====== Data ======

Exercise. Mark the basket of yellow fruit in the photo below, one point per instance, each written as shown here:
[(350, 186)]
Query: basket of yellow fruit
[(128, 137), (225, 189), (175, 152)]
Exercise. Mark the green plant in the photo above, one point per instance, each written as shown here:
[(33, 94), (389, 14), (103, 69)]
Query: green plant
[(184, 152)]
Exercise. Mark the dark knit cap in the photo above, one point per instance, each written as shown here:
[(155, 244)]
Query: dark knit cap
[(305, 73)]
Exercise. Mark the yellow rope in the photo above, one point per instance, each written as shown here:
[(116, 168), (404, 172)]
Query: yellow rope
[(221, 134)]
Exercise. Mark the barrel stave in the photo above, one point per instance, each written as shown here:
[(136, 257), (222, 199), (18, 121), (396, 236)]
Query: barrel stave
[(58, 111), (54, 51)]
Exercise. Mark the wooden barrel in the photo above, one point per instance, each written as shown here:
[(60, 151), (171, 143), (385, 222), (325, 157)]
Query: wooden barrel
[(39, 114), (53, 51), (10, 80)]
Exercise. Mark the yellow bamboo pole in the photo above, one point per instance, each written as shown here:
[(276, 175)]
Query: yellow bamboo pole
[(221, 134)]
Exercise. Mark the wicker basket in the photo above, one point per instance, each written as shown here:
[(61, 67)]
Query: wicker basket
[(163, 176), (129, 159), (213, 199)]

======
====== Data ======

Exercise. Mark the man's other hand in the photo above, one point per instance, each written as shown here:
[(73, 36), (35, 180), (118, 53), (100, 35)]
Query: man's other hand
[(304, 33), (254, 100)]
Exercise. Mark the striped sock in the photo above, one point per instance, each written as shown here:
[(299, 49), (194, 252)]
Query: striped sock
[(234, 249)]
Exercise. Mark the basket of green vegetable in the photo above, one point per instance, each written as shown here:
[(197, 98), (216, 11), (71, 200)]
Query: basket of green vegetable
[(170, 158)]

======

▸ **To be done**
Show each line above that contains the word "basket".

▸ **The completed task**
Exercise. Mark the basket of yellow fruit in the photo below, one point per instance, each written as shown here:
Query: basket of yellow fruit
Exercise. Mark the wicker basket in the photo above, one point per instance, each written as shown here:
Query: wicker basket
Exercise. Mark the basket of green vegetable in the photo above, one point per instance, each written as shown here:
Query: basket of green vegetable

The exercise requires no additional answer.